* Supplied information
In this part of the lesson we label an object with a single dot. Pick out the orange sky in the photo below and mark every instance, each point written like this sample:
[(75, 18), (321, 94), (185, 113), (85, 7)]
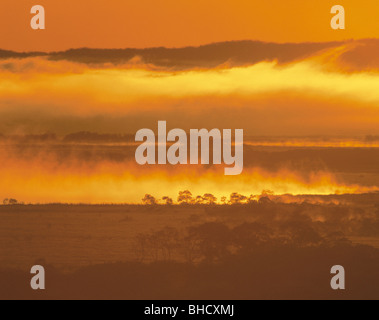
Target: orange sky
[(173, 23)]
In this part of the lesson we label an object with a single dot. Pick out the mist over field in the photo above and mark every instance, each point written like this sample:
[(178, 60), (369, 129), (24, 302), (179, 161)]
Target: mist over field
[(75, 201)]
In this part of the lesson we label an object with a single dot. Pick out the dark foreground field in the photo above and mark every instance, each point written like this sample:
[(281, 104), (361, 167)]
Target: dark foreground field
[(261, 250)]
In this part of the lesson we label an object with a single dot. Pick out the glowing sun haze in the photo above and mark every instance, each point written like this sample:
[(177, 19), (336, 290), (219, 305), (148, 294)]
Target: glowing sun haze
[(172, 23)]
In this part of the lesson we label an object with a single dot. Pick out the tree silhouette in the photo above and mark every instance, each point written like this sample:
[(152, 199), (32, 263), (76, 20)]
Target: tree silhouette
[(185, 197), (236, 198), (209, 199), (149, 200), (168, 201)]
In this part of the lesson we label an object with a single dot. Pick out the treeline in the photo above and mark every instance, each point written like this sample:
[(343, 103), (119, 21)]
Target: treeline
[(187, 198)]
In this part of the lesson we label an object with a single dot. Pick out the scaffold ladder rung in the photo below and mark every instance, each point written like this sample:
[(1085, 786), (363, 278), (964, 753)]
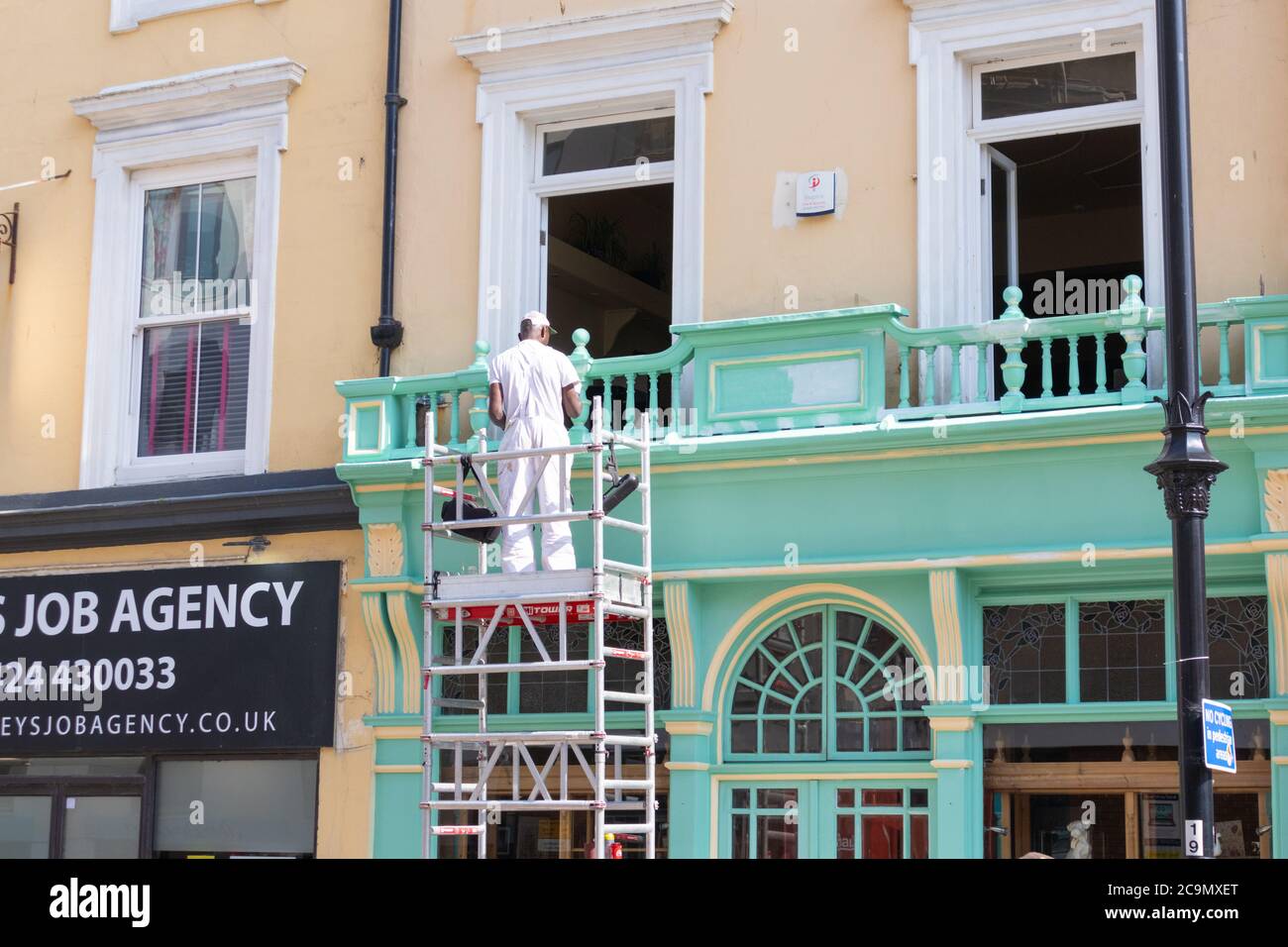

* What this task involves
An unaltered copy of the material, without images, should be set down.

* Answer box
In this part of the lesson we label an object with a single dot. Pick out the orange sky in the photo below and mark every instance, each point written like this sample:
[(75, 18), (321, 94), (185, 113), (85, 7)]
Target: orange sky
[(173, 23)]
In this part of the lesson we label an object with a single dot. Pick out the mist over field in the photo above and mark every instance, each point written like this sample:
[(178, 60), (369, 129), (24, 302), (179, 161)]
Target: mist over field
[(75, 201)]
In this part of the lesson we label an object with a single dot. Pick out the dark foreground field in the photo above and mark every instance, each point written like this sample:
[(281, 104), (361, 167)]
Target: dark foreground field
[(261, 250)]
In this part of the lesson we label an object with a single dot. Pick out the glowing sun haze in the photo above and mark every instance, each point written like this sample:
[(177, 19), (336, 290), (219, 305), (148, 294)]
Target: glowing sun haze
[(172, 23)]
In this part of the lesson we label an object with a single dot. Pick out the tree silhouette in the photo above and mark every instance, each point written like this sample:
[(152, 199), (32, 263), (76, 20)]
Target: tree silhouette
[(185, 197), (236, 198), (209, 199), (149, 200), (168, 201)]
In this part of the lesson we label an object with a single dot. Pick out the treeline in the photo above and mark every instance, each point written like this sample:
[(343, 103), (119, 21)]
Target: treeline
[(187, 198)]
In this part of the lesson we label an object with a single dot. Pick out the scaffold ladder rung in the photo below and mark every instance, each point written like this sample:
[(1085, 786), (363, 278), (964, 753)]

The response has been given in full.